Photo labels with boxes
— Begin —
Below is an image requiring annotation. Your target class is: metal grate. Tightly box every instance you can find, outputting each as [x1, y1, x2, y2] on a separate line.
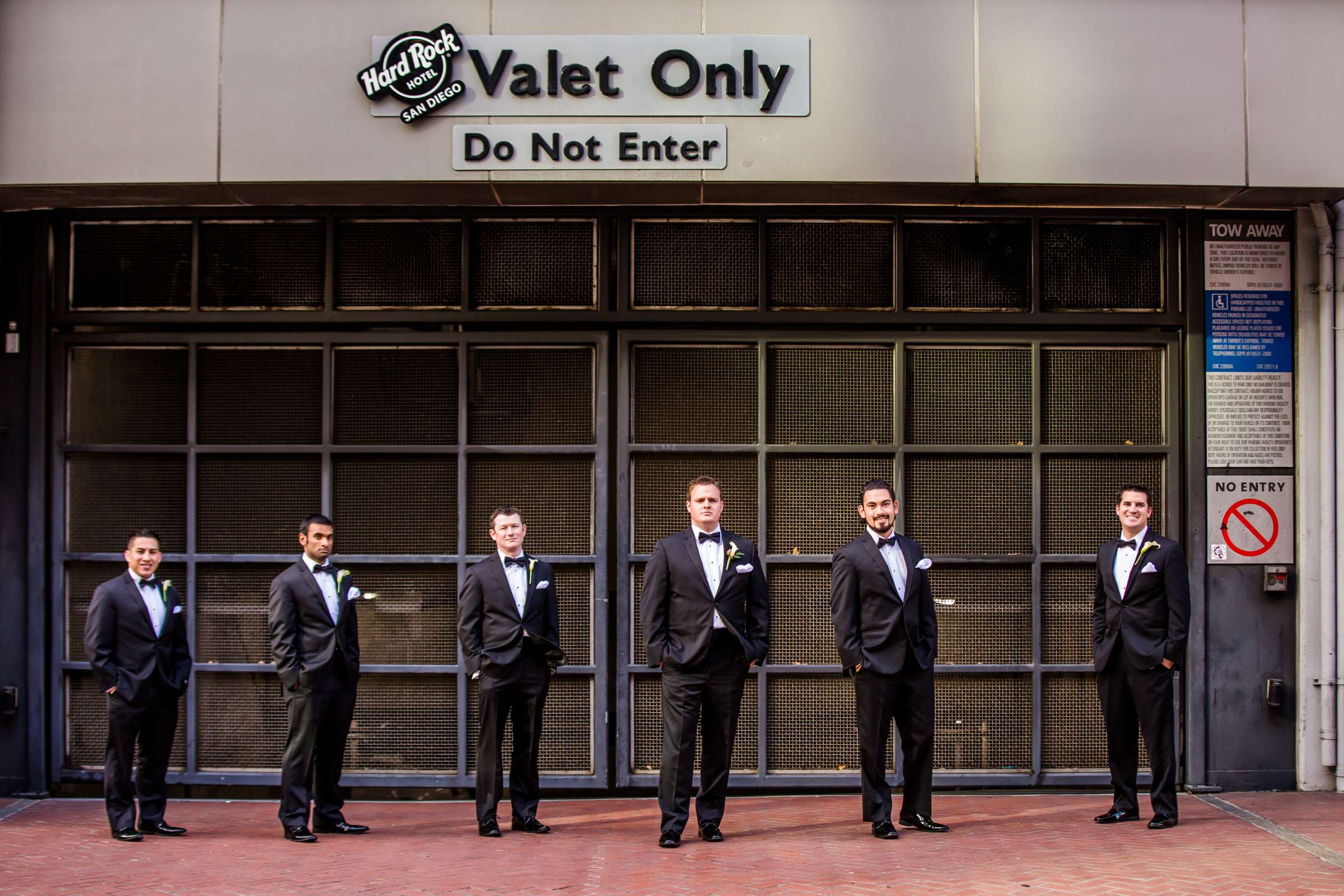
[470, 218, 597, 307]
[1040, 220, 1163, 310]
[64, 563, 187, 662]
[66, 347, 187, 445]
[766, 220, 895, 307]
[1043, 348, 1164, 445]
[336, 219, 463, 309]
[330, 454, 457, 553]
[631, 674, 760, 775]
[466, 676, 592, 775]
[70, 220, 191, 310]
[928, 564, 1031, 664]
[933, 674, 1032, 772]
[631, 454, 757, 553]
[466, 454, 592, 555]
[194, 563, 289, 662]
[466, 345, 597, 445]
[62, 671, 187, 771]
[766, 345, 894, 445]
[66, 454, 187, 553]
[333, 347, 457, 445]
[766, 454, 895, 555]
[900, 454, 1032, 553]
[631, 219, 760, 307]
[196, 454, 323, 559]
[196, 347, 323, 445]
[902, 220, 1031, 310]
[196, 671, 286, 771]
[344, 676, 457, 774]
[906, 348, 1032, 445]
[1040, 671, 1150, 771]
[631, 345, 757, 445]
[200, 220, 326, 309]
[1042, 455, 1164, 553]
[1040, 566, 1096, 662]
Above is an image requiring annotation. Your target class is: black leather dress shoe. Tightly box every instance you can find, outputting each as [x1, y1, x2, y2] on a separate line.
[140, 822, 187, 837]
[872, 821, 900, 839]
[510, 815, 551, 834]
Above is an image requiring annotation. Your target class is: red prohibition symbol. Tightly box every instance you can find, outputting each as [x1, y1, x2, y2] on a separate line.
[1220, 498, 1278, 558]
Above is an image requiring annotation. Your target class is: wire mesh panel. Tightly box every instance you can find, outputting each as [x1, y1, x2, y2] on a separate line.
[631, 219, 760, 307]
[631, 454, 758, 553]
[631, 674, 759, 775]
[196, 347, 323, 445]
[766, 454, 895, 555]
[631, 345, 757, 445]
[70, 220, 191, 310]
[66, 454, 187, 553]
[466, 676, 592, 775]
[766, 220, 895, 307]
[333, 345, 457, 445]
[469, 218, 597, 307]
[66, 347, 187, 445]
[336, 219, 463, 309]
[902, 220, 1031, 310]
[1042, 455, 1164, 553]
[1043, 348, 1165, 445]
[199, 220, 326, 309]
[1040, 220, 1163, 310]
[766, 345, 894, 445]
[332, 454, 457, 553]
[928, 564, 1031, 664]
[933, 673, 1032, 772]
[196, 454, 323, 559]
[466, 345, 595, 445]
[906, 348, 1031, 445]
[900, 454, 1032, 553]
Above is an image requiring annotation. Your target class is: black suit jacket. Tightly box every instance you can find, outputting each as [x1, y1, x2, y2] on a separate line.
[1093, 531, 1189, 670]
[830, 529, 938, 674]
[266, 559, 359, 690]
[85, 571, 191, 704]
[640, 526, 770, 666]
[457, 552, 564, 674]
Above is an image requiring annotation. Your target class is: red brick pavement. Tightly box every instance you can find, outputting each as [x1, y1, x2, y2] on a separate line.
[0, 794, 1344, 896]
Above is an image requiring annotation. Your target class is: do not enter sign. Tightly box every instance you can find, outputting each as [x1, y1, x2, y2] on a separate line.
[1208, 475, 1294, 563]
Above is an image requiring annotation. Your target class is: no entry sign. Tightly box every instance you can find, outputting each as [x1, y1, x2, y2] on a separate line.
[1208, 475, 1294, 563]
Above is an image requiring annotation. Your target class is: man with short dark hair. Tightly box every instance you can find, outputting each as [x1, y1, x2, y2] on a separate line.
[85, 529, 191, 842]
[266, 513, 368, 843]
[640, 475, 770, 849]
[830, 479, 948, 839]
[1093, 484, 1189, 830]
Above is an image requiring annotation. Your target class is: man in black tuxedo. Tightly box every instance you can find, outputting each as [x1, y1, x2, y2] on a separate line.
[85, 529, 191, 842]
[640, 475, 770, 848]
[1093, 485, 1189, 830]
[266, 513, 368, 843]
[830, 479, 948, 839]
[457, 506, 564, 837]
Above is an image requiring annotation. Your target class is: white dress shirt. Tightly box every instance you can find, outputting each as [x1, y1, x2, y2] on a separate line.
[868, 525, 906, 603]
[304, 553, 340, 622]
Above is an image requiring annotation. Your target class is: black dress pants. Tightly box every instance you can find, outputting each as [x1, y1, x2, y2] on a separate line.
[659, 629, 747, 834]
[102, 684, 179, 830]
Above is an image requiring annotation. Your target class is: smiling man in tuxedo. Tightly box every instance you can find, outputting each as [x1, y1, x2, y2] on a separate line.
[85, 529, 191, 842]
[1093, 485, 1189, 830]
[830, 479, 948, 839]
[268, 513, 368, 843]
[457, 506, 564, 837]
[640, 475, 770, 849]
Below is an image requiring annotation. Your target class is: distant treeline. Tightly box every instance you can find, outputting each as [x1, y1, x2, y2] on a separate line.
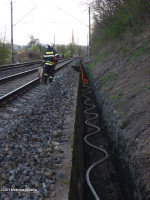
[91, 0, 150, 51]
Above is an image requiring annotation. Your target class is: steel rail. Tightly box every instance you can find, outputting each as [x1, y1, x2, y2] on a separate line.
[0, 60, 42, 71]
[0, 58, 78, 106]
[0, 68, 38, 83]
[0, 58, 72, 71]
[82, 83, 108, 200]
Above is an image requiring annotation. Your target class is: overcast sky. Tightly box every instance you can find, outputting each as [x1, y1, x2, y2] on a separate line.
[0, 0, 89, 45]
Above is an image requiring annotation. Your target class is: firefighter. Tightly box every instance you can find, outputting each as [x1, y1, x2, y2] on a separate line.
[42, 45, 58, 84]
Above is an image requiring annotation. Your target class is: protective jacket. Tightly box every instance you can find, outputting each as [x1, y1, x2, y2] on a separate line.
[43, 48, 57, 66]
— End —
• _STATED PROBLEM_
Can you copy the listing word for word from the line with "is: black leather" to the line with "[510, 815, 551, 834]", including both of those lines?

• _IN RESPONSE_
Above is an image requiring annotation. Your target class is: black leather dress shoe. Tightly box every instance you can find, outputting each as [x1, y1, x2, y2] on a separate line.
[140, 822, 187, 837]
[872, 821, 900, 839]
[510, 815, 551, 834]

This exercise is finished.